▶ [WHAT NEEDS TO BE DONE]
Could you lay out every line of the records below as a Markdown table with two columns, Number and Line, giving each row its number and skipping blank lines?

▶ [THE DATA]

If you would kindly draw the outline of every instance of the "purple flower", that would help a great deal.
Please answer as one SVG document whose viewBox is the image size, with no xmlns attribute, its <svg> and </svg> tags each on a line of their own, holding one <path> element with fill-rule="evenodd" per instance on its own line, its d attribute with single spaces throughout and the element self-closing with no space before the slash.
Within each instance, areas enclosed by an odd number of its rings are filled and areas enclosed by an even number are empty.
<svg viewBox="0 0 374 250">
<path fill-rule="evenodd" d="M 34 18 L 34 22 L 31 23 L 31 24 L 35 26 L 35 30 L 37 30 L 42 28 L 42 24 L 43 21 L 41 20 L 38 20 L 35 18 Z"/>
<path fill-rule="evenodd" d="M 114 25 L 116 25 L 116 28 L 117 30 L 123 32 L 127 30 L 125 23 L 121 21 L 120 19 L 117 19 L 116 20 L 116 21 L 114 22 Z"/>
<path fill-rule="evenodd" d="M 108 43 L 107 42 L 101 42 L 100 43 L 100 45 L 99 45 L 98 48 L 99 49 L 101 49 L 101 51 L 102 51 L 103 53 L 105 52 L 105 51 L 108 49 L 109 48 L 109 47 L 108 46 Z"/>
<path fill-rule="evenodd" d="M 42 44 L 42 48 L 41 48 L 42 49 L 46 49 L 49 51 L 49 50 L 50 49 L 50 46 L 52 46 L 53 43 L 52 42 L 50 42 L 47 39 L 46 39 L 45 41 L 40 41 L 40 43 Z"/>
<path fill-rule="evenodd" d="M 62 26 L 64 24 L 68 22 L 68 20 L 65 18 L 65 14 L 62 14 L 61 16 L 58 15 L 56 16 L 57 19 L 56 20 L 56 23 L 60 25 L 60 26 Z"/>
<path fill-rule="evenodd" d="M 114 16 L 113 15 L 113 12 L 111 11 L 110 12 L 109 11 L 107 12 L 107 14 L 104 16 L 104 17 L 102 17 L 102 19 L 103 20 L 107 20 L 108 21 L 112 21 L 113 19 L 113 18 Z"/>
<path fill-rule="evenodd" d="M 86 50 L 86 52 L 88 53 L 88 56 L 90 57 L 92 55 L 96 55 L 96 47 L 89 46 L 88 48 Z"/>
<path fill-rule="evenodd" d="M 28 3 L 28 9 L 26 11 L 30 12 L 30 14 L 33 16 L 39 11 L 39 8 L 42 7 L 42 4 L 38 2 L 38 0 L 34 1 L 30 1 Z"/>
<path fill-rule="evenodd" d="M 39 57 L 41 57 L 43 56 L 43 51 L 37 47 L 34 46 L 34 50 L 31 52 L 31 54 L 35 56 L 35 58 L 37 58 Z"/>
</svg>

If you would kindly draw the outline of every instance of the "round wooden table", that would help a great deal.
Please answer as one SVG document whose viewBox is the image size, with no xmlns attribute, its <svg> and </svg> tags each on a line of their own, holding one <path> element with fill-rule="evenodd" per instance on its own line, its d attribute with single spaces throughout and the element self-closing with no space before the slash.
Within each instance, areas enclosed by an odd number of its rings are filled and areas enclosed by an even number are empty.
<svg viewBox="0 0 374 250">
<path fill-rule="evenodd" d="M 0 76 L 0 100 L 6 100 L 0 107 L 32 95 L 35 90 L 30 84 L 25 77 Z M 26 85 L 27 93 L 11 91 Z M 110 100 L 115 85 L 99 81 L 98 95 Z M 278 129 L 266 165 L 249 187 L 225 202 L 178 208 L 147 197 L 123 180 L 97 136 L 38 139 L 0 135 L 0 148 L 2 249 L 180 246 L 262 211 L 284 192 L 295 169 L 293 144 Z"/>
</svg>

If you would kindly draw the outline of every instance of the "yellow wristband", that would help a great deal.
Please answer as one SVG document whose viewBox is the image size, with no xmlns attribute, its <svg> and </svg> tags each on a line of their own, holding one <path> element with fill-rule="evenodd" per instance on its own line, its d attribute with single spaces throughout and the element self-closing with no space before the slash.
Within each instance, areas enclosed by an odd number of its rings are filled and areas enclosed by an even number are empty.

▶ [PROBLEM SOLUTION]
| Number | Line |
|---|---|
| 1 | If you would kindly draw the outline of every instance of the "purple flower", that would help a great deal. |
| 2 | Please answer as one SVG document whose viewBox is the image size, with no xmlns attribute, its <svg> and </svg> tags each on a line of their own, holding one <path> element with fill-rule="evenodd" per instance on its own line, its d attribute with single spaces throughout and the element self-closing with no space before the slash. |
| 3 | Within each instance, areas enclosed by an odd number of its rings are filled and areas enclosed by an even number are empty. |
| 4 | <svg viewBox="0 0 374 250"> |
| 5 | <path fill-rule="evenodd" d="M 34 18 L 34 22 L 31 23 L 31 24 L 35 26 L 35 30 L 37 30 L 42 28 L 42 24 L 43 21 L 41 20 L 38 20 L 35 18 Z"/> |
| 6 | <path fill-rule="evenodd" d="M 114 25 L 116 25 L 116 28 L 117 30 L 123 32 L 127 30 L 125 23 L 121 21 L 120 19 L 117 19 L 116 20 L 116 21 L 114 22 Z"/> |
| 7 | <path fill-rule="evenodd" d="M 108 43 L 107 42 L 101 42 L 100 43 L 100 45 L 99 45 L 98 48 L 99 49 L 101 49 L 101 51 L 102 51 L 103 53 L 105 52 L 105 51 L 108 49 L 109 48 L 109 47 L 108 46 Z"/> |
| 8 | <path fill-rule="evenodd" d="M 42 44 L 42 48 L 41 48 L 42 49 L 46 49 L 49 51 L 49 50 L 50 49 L 50 46 L 52 46 L 53 43 L 52 42 L 50 42 L 47 39 L 46 39 L 45 41 L 40 41 L 40 43 Z"/> |
| 9 | <path fill-rule="evenodd" d="M 62 26 L 64 24 L 68 22 L 68 20 L 65 18 L 65 14 L 62 14 L 61 16 L 58 15 L 56 16 L 57 19 L 56 20 L 56 23 L 60 25 L 60 26 Z"/> |
| 10 | <path fill-rule="evenodd" d="M 114 16 L 113 15 L 113 12 L 111 11 L 110 12 L 109 11 L 107 12 L 107 14 L 104 16 L 104 17 L 102 17 L 102 19 L 103 20 L 107 20 L 108 21 L 112 21 L 113 19 L 113 18 Z"/> |
| 11 | <path fill-rule="evenodd" d="M 86 50 L 86 52 L 88 53 L 88 56 L 90 57 L 92 55 L 96 55 L 96 47 L 89 46 L 88 48 Z"/> |
| 12 | <path fill-rule="evenodd" d="M 28 3 L 28 9 L 26 11 L 30 12 L 30 14 L 33 16 L 39 11 L 39 8 L 42 7 L 42 4 L 38 2 L 38 0 L 34 1 L 30 1 Z"/> |
| 13 | <path fill-rule="evenodd" d="M 39 57 L 41 57 L 43 56 L 43 51 L 37 47 L 34 46 L 34 50 L 31 52 L 31 54 L 35 56 L 35 58 L 37 58 Z"/> |
| 14 | </svg> |
| 15 | If you would kindly draw the outline of every instance of the "round wooden table", that would help a great deal. |
| 16 | Please answer as one SVG document whose viewBox is the image size, with no xmlns attribute, its <svg> and </svg> tags each on a line of their own, holding one <path> element with fill-rule="evenodd" per instance on its own line, its d attribute with single spaces throughout and the element self-closing with no space before the slash. |
| 17 | Within each instance, areas enclosed by an odd number of its rings are filled and areas enclosed by an even number are empty. |
| 18 | <svg viewBox="0 0 374 250"> |
| 19 | <path fill-rule="evenodd" d="M 0 76 L 0 100 L 6 100 L 0 107 L 32 95 L 35 90 L 30 84 L 25 77 Z M 26 85 L 27 93 L 11 91 Z M 110 100 L 115 85 L 99 81 L 98 95 Z M 278 129 L 266 165 L 249 187 L 225 202 L 178 208 L 147 197 L 123 180 L 97 136 L 38 139 L 0 135 L 0 148 L 2 249 L 180 246 L 262 211 L 284 192 L 295 169 L 293 144 Z"/> |
| 20 | </svg> |
| 21 | If you would kindly draw the outline of every instance of the "yellow wristband", that would help a great deal. |
| 22 | Please answer as one SVG document whose viewBox is the image size, with no xmlns attribute, its <svg> and </svg> tags each on a line of their own, holding one <path> element with fill-rule="evenodd" per instance on its own line, its d attribute with single spaces throughout and the element self-closing with no space before the slash. |
| 23 | Within each instance, areas enclosed by an odd number of its rings are filled and areas enclosed by an even number are empty. |